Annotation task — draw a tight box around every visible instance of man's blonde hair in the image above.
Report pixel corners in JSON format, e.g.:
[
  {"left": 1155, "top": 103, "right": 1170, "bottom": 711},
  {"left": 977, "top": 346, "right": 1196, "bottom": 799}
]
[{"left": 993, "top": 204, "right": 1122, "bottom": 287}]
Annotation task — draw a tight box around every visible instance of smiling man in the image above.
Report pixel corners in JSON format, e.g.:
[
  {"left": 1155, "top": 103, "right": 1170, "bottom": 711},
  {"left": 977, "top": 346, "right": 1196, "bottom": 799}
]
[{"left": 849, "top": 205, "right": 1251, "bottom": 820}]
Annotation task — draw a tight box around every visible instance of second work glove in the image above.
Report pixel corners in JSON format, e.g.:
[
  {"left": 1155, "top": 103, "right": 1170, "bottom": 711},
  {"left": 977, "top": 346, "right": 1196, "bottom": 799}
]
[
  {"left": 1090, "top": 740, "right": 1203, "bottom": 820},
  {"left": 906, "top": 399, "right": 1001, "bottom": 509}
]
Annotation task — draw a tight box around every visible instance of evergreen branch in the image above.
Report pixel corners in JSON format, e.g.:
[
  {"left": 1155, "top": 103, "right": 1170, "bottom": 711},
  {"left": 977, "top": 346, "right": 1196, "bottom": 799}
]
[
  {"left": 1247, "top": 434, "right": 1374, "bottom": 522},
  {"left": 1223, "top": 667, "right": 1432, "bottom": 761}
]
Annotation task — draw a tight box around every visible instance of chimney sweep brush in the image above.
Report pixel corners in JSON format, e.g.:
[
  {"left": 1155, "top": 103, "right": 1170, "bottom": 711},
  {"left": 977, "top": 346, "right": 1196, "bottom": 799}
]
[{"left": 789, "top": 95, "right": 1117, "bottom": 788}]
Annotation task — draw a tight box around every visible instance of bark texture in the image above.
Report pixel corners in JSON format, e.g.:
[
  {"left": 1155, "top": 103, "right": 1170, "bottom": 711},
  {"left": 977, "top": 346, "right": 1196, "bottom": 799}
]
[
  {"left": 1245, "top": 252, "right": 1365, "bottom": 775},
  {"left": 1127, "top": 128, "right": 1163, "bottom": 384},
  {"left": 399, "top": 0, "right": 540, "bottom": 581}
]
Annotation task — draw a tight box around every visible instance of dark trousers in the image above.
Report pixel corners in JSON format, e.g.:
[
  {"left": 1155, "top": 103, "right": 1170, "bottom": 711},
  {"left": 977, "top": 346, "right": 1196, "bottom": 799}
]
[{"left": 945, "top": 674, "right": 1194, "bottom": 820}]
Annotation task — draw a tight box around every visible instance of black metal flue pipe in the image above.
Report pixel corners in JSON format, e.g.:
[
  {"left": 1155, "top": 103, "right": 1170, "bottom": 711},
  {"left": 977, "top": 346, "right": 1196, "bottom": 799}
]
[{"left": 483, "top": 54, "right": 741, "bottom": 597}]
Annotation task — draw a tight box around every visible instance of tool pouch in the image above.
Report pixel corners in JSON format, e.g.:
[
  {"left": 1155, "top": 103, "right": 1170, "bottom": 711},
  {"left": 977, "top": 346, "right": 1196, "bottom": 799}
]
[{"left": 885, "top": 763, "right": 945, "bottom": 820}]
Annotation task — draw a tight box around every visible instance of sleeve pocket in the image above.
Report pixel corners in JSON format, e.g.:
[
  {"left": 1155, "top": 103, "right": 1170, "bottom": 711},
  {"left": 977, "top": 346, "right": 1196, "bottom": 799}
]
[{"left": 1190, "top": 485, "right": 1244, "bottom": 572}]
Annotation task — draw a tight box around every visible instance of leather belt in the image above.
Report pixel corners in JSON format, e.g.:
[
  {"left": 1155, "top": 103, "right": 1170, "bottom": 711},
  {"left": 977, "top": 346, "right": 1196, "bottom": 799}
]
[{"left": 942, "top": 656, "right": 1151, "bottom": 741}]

******************************

TO DO:
Copy out the lines above, substituting "close-fitting box" for every "tight box", and change nothing else.

SOLVED PROBLEM:
Annotation task — draw a close-fitting box around every visible instance of man's blonde hair in the image above.
Report pixel corners in JSON format, e.g.:
[
  {"left": 1155, "top": 103, "right": 1170, "bottom": 711},
  {"left": 977, "top": 346, "right": 1196, "bottom": 799}
]
[{"left": 993, "top": 204, "right": 1122, "bottom": 287}]
Annotation task — draw a close-fitting box around every visible instance of smiling man in the image above.
Report pixel corners in JSON format, e.g.:
[
  {"left": 1155, "top": 103, "right": 1170, "bottom": 711},
  {"left": 977, "top": 346, "right": 1196, "bottom": 799}
]
[{"left": 849, "top": 205, "right": 1251, "bottom": 820}]
Annotation task — draw a close-fitting box around every visible instance of second work glove in the image above.
Report pixel corners in JSON format, e.g.:
[
  {"left": 1155, "top": 103, "right": 1170, "bottom": 711},
  {"left": 977, "top": 346, "right": 1196, "bottom": 799}
]
[
  {"left": 1090, "top": 740, "right": 1203, "bottom": 820},
  {"left": 906, "top": 399, "right": 1001, "bottom": 509}
]
Annotation task — draw a close-fitting box around every visible instance of evergreen branch in the image above.
Report pixel corners in JSON format, e.g.:
[
  {"left": 1155, "top": 103, "right": 1170, "bottom": 711},
  {"left": 977, "top": 346, "right": 1196, "bottom": 799}
]
[
  {"left": 1247, "top": 434, "right": 1374, "bottom": 522},
  {"left": 1223, "top": 667, "right": 1432, "bottom": 761}
]
Annotation task — draw a close-fitting box around every visible instance of chimney sweep brush in the image above.
Report pixel corners in JSON format, e.g.:
[
  {"left": 1155, "top": 103, "right": 1170, "bottom": 711},
  {"left": 977, "top": 346, "right": 1196, "bottom": 799}
]
[{"left": 789, "top": 95, "right": 1117, "bottom": 788}]
Annotation task — draw a close-fitting box around every visible instance of bark texture in the image above.
Report pixel corners in JSON format, e.g.:
[
  {"left": 1155, "top": 103, "right": 1170, "bottom": 711},
  {"left": 977, "top": 346, "right": 1196, "bottom": 799}
]
[
  {"left": 1245, "top": 252, "right": 1365, "bottom": 775},
  {"left": 1127, "top": 128, "right": 1163, "bottom": 384},
  {"left": 399, "top": 0, "right": 540, "bottom": 581}
]
Annotation task — draw a close-fitting box around every visible instance of dark trousers in the image above.
Report pixel corners in JSON format, e.g.:
[
  {"left": 1155, "top": 103, "right": 1170, "bottom": 711},
  {"left": 977, "top": 346, "right": 1196, "bottom": 799}
]
[{"left": 945, "top": 674, "right": 1194, "bottom": 820}]
Annotation task — draw a close-fitting box around every visible instance of black metal flue pipe in the image above.
Report pixel corners in JSON format, e.g.:
[
  {"left": 1155, "top": 103, "right": 1170, "bottom": 711},
  {"left": 977, "top": 346, "right": 1196, "bottom": 799}
]
[{"left": 483, "top": 54, "right": 741, "bottom": 597}]
Annotation task — draw a close-fitting box around every visible instance of tool pouch in the image above.
Report pixel corners in JSON format, e.g.:
[
  {"left": 1155, "top": 103, "right": 1170, "bottom": 711},
  {"left": 977, "top": 346, "right": 1196, "bottom": 799}
]
[{"left": 885, "top": 763, "right": 945, "bottom": 820}]
Annotation task — draw a close-fitting box around every visible instance of sleeve pocket in the image above.
Report pixel corners in JSON format, e.g.:
[
  {"left": 1155, "top": 103, "right": 1170, "bottom": 711},
  {"left": 977, "top": 346, "right": 1196, "bottom": 799}
]
[{"left": 1190, "top": 485, "right": 1244, "bottom": 572}]
Annotation task — draw a close-fitting box around every visible instance of leather belt in the image above.
Report pixel corners in JSON format, e.g.:
[
  {"left": 1155, "top": 103, "right": 1170, "bottom": 711},
  {"left": 977, "top": 346, "right": 1196, "bottom": 799}
]
[{"left": 942, "top": 656, "right": 1151, "bottom": 741}]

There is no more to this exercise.